→ **QUOTED TEXT**:
※ ※ ※

Firmware Security and the Importance of Constant-Time Programming (Part - 2)
Reproduced from - https://2wisebit.wordpress.com/2025/03/13/701/
Understanding Constant-Time String Comparison: A Deep Dive
Constant-time comparison of strings is an important security measure that helps maintain the consistent execution time for a string comparison operation, no matter what strings are being input. This supposedly minor detail goes a long way in avoiding timing attacks, which are a side-channel attack group that takes advantage of differences in execution time in order to glean sensitive information.
Why Constant-Time Comparison?
In typical string comparison, the operation tends to end as soon as a difference is encountered. The optimization, although effective in common usage, turns into a weakness in security-related situations. The duration for comparing two strings is directly proportional to the count of identical characters prior to the occurrence of the first difference. When the strings are equal, comparison takes the maximum time. When they have differences at the first character, it takes the least.
Constant-time comparison avoids this dependency. It ensures that the algorithm for comparison will always take the same amount of steps, irrespective of whether the strings are equal or not. It does this by comparing all the characters and adding up the results instead of short-circuiting at the first mismatch.
Importance of Constant-Time Comparison in Security
The major reason for constant-time comparison is to prevent timing attacks. Such attacks take advantage of the observation that various operations require different time periods to process on a computer. By monitoring these differences accurately, an attacker can deduce information about data being processed.
Following is an explanation of why this is essential in security:
Password Verification:
Consider a system that hashes a user-input password and compares it to a stored hash. In a non-constant-time comparison, an attacker can repeatedly try passwords, measuring the responses.
If the response time grows longer with each correctly input character, the attacker can guess the password character by character.
Constant-time comparison prevents this weakness by making the comparison take the same time every time, no matter what the input is.
Cryptographic Operations:
Cryptographic primitives typically consist of sensitive data comparisons, e.g., keys.
Information about the keys can be revealed through timing attacks, rendering the whole system insecure.
Implementations of constant time for cryptographic functions are therefore a must for avoidance of these types of attacks.
Other Sensitive Data:
All applications processing sensitive data like private keys, encryption keys, or authentication tokens should use constant-time comparison.
This serves to protect the attackers from deriving information regarding such secrets through timing attacks.
Example - Consider a non-constant-time string comparison
for (size_t i = 0; i < length; i++)
{
if (a[i] != b[i]) {
return 0; // Exit early if a difference is found
}
}
Variable Execution Time
What Happens with Early Exit in String Comparison?
Timing attacks exploit variations in the execution time of a program to infer sensitive information, such as passwords or cryptographic keys. An attacker can measure the time taken by the comparison function to infer information about the strings being compared.

※ ※ ※

(Data items)
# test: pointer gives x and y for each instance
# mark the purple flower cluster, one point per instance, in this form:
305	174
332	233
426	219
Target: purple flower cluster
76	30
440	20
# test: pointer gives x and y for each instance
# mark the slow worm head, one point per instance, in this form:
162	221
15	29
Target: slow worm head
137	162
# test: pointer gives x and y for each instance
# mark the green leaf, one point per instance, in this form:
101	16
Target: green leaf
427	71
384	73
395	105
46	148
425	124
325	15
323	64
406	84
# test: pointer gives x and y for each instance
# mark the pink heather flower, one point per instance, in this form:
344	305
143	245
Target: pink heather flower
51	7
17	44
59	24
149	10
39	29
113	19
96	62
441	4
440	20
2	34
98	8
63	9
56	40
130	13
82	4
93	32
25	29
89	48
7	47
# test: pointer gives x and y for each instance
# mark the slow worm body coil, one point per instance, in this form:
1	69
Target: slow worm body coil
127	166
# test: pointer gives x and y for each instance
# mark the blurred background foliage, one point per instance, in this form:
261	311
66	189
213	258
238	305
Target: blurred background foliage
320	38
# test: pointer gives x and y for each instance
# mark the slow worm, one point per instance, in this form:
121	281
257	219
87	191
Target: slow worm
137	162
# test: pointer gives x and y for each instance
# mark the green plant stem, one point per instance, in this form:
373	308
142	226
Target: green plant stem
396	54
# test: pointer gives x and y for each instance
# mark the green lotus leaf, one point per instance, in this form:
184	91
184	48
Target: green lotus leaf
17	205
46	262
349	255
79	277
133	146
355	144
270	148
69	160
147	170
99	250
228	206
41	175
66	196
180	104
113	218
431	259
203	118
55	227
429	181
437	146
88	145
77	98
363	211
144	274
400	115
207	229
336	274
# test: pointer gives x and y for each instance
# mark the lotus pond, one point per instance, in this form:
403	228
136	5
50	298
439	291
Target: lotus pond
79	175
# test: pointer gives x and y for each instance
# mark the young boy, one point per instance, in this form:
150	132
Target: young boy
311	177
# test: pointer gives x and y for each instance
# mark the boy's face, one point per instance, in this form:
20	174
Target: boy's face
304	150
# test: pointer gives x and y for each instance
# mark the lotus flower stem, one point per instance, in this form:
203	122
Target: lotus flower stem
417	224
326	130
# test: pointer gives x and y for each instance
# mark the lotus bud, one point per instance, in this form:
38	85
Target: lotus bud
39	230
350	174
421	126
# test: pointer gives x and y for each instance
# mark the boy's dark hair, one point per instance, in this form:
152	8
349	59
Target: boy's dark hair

※ ※ ※

→ **PROBLEM TO SOLVE**: Extend the article on constant-time string comparison, picking up right after its final sentence.

→ **RESULT**:
Example: Password Verification
Suppose an attacker is trying to guess a password by comparing their guesses to a stored hash. The comparison function exits early if a mismatch is found. The attacker can use the following steps to deduce the password:
Example Scenario
By observing the timing differences, the attacker can deduce that "passwor" is closer to the correct password than "passw" or "passwo". Over multiple attempts, the attacker can reconstruct the entire password.
How Constant-Time Comparison Works (Conceptual)
The secret to constant-time comparison is to prevent any conditional branching or premature termination based on the result of comparison. This can normally be done by:
Comparing all characters: Rather than terminating at the first mismatch, all characters of the strings are compared.
With bitwise operations: Bitwise operations like XOR can be employed to add the result of comparison without exposing the intermediate results.
Conditional statements avoidance: Conditional statements that would control the flow of execution depending on comparison outcomes are not used.
By following these conventions, constant-time comparison makes the execution time constant in effect, essentially foiling timing attacks.
int constant_time_compare(const char * a, const char * b, size_t length)
{
volatile unsigned char result = 0;
for (size_t i = 0; i < length; i++) {
result |= a[i] ^ b[i];
}
// If result is 0, the strings are equal;
// otherwise, they are not.
return result == 0;
}
Why is it Constant Time?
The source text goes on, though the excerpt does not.